Data to use:
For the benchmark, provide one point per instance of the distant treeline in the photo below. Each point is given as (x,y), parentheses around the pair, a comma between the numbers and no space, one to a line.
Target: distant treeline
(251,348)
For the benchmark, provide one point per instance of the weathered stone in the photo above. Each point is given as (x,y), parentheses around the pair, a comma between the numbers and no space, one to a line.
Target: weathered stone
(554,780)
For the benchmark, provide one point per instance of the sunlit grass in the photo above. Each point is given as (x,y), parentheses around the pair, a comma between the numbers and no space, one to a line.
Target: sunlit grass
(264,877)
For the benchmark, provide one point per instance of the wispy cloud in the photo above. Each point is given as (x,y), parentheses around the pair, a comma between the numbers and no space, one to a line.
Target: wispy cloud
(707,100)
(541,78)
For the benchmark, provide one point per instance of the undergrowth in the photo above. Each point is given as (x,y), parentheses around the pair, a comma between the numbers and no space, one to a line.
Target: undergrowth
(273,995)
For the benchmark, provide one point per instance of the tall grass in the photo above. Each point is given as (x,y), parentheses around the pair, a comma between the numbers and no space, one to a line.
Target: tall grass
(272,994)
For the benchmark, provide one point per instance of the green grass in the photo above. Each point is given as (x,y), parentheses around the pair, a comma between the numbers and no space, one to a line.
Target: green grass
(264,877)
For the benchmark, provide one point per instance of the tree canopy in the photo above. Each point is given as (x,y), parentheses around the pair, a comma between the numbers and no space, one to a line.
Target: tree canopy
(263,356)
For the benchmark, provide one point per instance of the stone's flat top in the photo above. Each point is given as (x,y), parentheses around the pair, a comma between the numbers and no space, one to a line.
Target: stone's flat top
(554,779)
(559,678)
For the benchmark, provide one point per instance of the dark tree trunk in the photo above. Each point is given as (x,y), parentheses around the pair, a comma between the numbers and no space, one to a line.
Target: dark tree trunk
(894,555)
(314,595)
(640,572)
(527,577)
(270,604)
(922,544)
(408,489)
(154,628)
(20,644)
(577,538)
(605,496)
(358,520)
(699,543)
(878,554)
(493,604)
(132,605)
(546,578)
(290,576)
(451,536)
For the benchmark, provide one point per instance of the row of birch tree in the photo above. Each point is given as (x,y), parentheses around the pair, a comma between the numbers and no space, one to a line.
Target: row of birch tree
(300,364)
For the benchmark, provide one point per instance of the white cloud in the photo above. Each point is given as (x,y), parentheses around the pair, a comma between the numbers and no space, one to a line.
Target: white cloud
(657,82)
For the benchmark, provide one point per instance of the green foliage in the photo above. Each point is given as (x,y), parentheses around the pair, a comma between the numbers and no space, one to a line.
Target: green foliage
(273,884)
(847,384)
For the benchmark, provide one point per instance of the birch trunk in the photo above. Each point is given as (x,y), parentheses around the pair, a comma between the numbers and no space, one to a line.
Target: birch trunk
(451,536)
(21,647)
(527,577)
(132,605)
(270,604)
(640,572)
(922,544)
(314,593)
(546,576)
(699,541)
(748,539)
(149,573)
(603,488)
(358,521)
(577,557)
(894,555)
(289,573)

What needs to be done: Write out each line of the data above again, exactly as given.

Solution to this exercise:
For the benchmark, provide one point per instance of the distant treeline in the photo below. Each point is given as (x,y), parentheses around the pair, a comma between the numbers and no space, one to a line.
Target: distant treeline
(251,348)
For the benchmark, provide one point per instance of the weathered stone in the photo above. Each point is given as (x,y), parentheses around the pair, a comma between the numbers and no space, one to a line.
Target: weathered stone
(554,780)
For the benchmark, provide one point per instance of the sunlit grass in the photo above. Each point is given as (x,y), parentheses around the pair, a comma between the numbers and no space, one to a line.
Target: sunlit grass
(264,877)
For the benchmark, provide one point per instance of the wispy cloud in the photo above. Each point is given as (x,y), parentheses around the pair, a comma between the numbers and no space, one to a line.
Target: wispy cloud
(707,100)
(541,78)
For the benchmark, provide one point per instance of the undergrowth in the photo above. Each point is given as (x,y), parentheses around the pair, a comma between the numbers and no space, one to a line.
Target: undergrowth
(273,995)
For the benchmark, provide one point per instance of the tall grass in the photo above. Each point is given as (x,y), parentheses around the pair, a comma between the numbers and no space, one to a line.
Target: tall grass
(272,994)
For the benchmark, provide one point per instance of the green grass in the photo above. Each point is given as (x,y), parentheses around the pair, a comma between the numbers and no space, one to a line.
Target: green grass
(264,877)
For the benchmark, provide one point per instance of the tree canopy in the photo above. Each point is given as (x,y), parentheses around the pair, a comma between the numbers and no space, one to a line.
Target: tree canopy
(263,356)
For the benchmark, provide one point per instance of the stone's flat top in the photo above. Each point is given as (x,y), parentheses around the pair, a comma between the numbers and no space, one to a line.
Target: stone's flat top
(554,779)
(559,678)
For the benchmark, provide one point per instance of the dark tree trunk in the photo above. Each point is given as (x,y), parentheses around the pair, a comma between the numbers and no space, one to a line.
Target: dark tree trunk
(894,555)
(314,595)
(640,572)
(527,577)
(270,604)
(922,544)
(408,489)
(154,628)
(20,644)
(577,538)
(605,496)
(358,520)
(699,543)
(878,554)
(493,604)
(132,605)
(546,578)
(290,576)
(451,536)
For the benchmark, provide one point per instance of the row of birch tree in the photo above. Each point is given as (x,y), parentheses around the pair, a comma between the numbers and no space, one to a line.
Target: row of birch tree
(300,364)
For the benchmark, provide one point per instance of the white cloud in the photo above. Each point is given as (x,y), parentheses around the pair, a comma between the numbers and no space, one to a line.
Target: white cloud
(657,82)
For the benchmark, provide one point per instance of the green foliage in the photo above. Each point is given as (x,y), parentheses around the pair, a comma between the numbers and no space, one to a line.
Target: green foliage
(273,884)
(847,384)
For the benchmark, provide one point per instance of the birch trunk in the photo above. Each point is given as (x,y), parentheses around the pair, a comma between the numbers and no space, one to a line.
Target: birch trunk
(451,536)
(21,647)
(527,577)
(132,605)
(270,604)
(640,572)
(922,544)
(314,593)
(546,576)
(699,541)
(748,539)
(149,573)
(603,488)
(358,521)
(577,557)
(894,555)
(289,573)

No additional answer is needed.